§ **SOURCE DOCUMENT**

────────────────

The refusal to talk during the settlement freeze illustrates the pattern of rejectionism and maximalist demands which the Palestinian leadership constantly pursues in order to duck negotiations and compromise. Last year, Palestinian negotiators were not willing to accept Israeli construction in Jewish neighborhoods in east Jerusalem, despite the fact that they will never be part of a Palestinian state. Last week we learned that the senior Palestinian leadership is not willing to compromise on the right of return for Palestinian refugees. And critically, in 2008 Abbas was not willing to accept the comprehensive and far-reaching deal offered him by former Prime Minister Ehud Olmert .
Because of this continual obstructionism, the polls reveal that Israelis simply don’t believe that a deal is possible with the Palestinians because of the nature of their demands. The maximum that Israelis are ready to give up ostensibly does not reach the minimum the Palestinians are prepared to accept.
Despite all this, the international community continues to enable Palestinian rejectionism, whether it is Argentina, Brazil, and Uruguay who all unilaterally recognized a Palestinian state this month, or the EU which threatened to do likewise. These developments and the ongoing failure to bring the Palestinians back to the negotiating table risk perpetuating the conflict for a generation. A poll conducted in October this year showed that 58 percent of the Palestinian population see a state in the West Bank and Gaza as merely a stepping-stone to a Palestinian state on the entire territory between the Mediterranean and the Jordan River. If the Palestinians are permitted to establish a state unilaterally, it will permanently absolve them of any requirement to accept an end-of-claims agreement and thereby justify for perpetuity further demands for territory and other perceived rights.
It is not impossible to revive Israeli confidence in a peace deal but the international community will have to be a great deal more resolute than it has been up till now. Israel must be convinced that Iran will not be able to set up a guerrilla army in the West Bank, and that should Israel need to defend itself, it will not be pilloried by the world for doing so. And the Palestinian leadership must be dissuaded from the notion that they can establish a state unilaterally, without compromising and without accepting an end-of-claims agreement. If this is achieved then the Israeli public may well come back around to the more whole-hearted support for a political resolution that was witnessed before 2006. If not, the conflict will simply endure.






It’s hard to see the “two-state solution” and “land-for-peace” as anything but an utter delusion, given the overtly malignant intentions of the Palestinian Arabs, even the latest statement by Abbas that the future Palestinian state will allow no Israelis’ presence. Israel has repeatedly made concessions, given up territory, and has gained nothing. Now there is talk of UN recognition of the Palestinian state, that will further weaken the Israeli position. In retrospect, it’s unfortunate Israel did not annex the West Bank and Gaza in 1967, when they annexed Jerusalem, before the dust had settled and positions become frozen. Those areas would now be Israel, and most of the Palestinians would be living in the remainder of Palestine (Jordan), a fait accompli. It’s a better solution that I would hope could still be achieved.

────────────────

§ **COLLECTED MATERIAL**
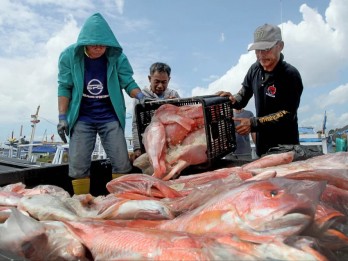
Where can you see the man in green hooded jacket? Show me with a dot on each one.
(92, 75)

────────────────

§ **LIST OF TASKS**
1 > According to the text on Israeli-Palestinian negotiations, why would allowing the Palestinians to establish a state unilaterally be harmful? Answer in one to three sentences.
2 > In the text on Israeli-Palestinian negotiations, which three countries are said to have unilaterally recognized a Palestinian state this month?
3 > Extend the text on Israeli-Palestinian negotiations, beginning immediately after its final sentence.
The data shown above is separate material and is not part of the text on Israeli-Palestinian negotiations.

§ **EXERCISE ANSWERS**
1 > A unilaterally established state would permanently absolve the Palestinians of any requirement to accept an end-of-claims agreement. It would thereby justify further demands for territory and other perceived rights in perpetuity.

2 > Argentina, Brazil, and Uruguay.

3 >
The ‘two state solution’ is not nearly as popular in Israeli Jewish circles as the gullible public is led to believe.
In fact, after the expulsion of over 8,000 Jews from Gush Katif/AKA Gaza-and the ensuing rein of terror after the territory became Judenrein-has convinced otherwise centrist Israelis that giving up OUR land is NOT the answer.
Regardless of the faux polling to the contrary, the average Zionist on the street is no longer interested in appeasing the Arabs.
This is the truth, regardless of how uncomfortable it makes the appeasers.
Remember that there are two points that are non-negotiable with the palestinians: (1) the palestinians will NOT recognize the State of Israel, and (2) the “right of return” for palestinian “refugees” is non-negotiable.
Adina, are you saying that the polls the article sites are false or just inaccurate?
I actually find the views described here to be very much in line with the views of most moderates I know, whether they are left-leaning or right-leaning.
Adina is conflating two separate issues: That of a two state solution, and that of trading away land to create a state. Most people are in favor of a two state solution (in it’s various meanings) and most people are in favor of peace (the goal), but it has been shown that giving away land (even territories like Gaza) is not the answer for dealing with terrorist groups and simply results in more violence without any benefit.
By the way she refers to it, I expect she is most likely in the Settler faction who has a much more extreme take on the matters. On that side, they tend to prefer a two state solution in which the second state is Jordan, with no territorial concessions on Israel’s part (what some would also call a one state solution at this point).
By the way she refers to it, I expect she is most likely in the Settler faction who has a much more extreme take on the matters.
Oh good grief, those dreadful settlers again. A smear against an honest opinion to render it useless?
Some comments from an email suggest that many moderates are reconsidering their votes for Barack and Livni and are going with Lieberman, who is not scared of speaking his mind, next time around.
Mentioning that someone is of a settler mindset or faction is not a pejorative unless you are thinking from a liberal POV. The fact that they are more extreme in their opinions is also not pejorative anymore than saying that someone is right wing or “far right”. Please try to think critically before posting.
The only land Israel can give away that will placate the Palestinian Arabs is all of it. This is basically the same thing as saying the the P.A.’s have a death wish and love boot marks on their face.
First of all, the polls the article are referring to are mainly done by left wing academia and their assorted think tanks, biased by any stretch. In fact, the way a pollster asks a question can often elicit the intended response.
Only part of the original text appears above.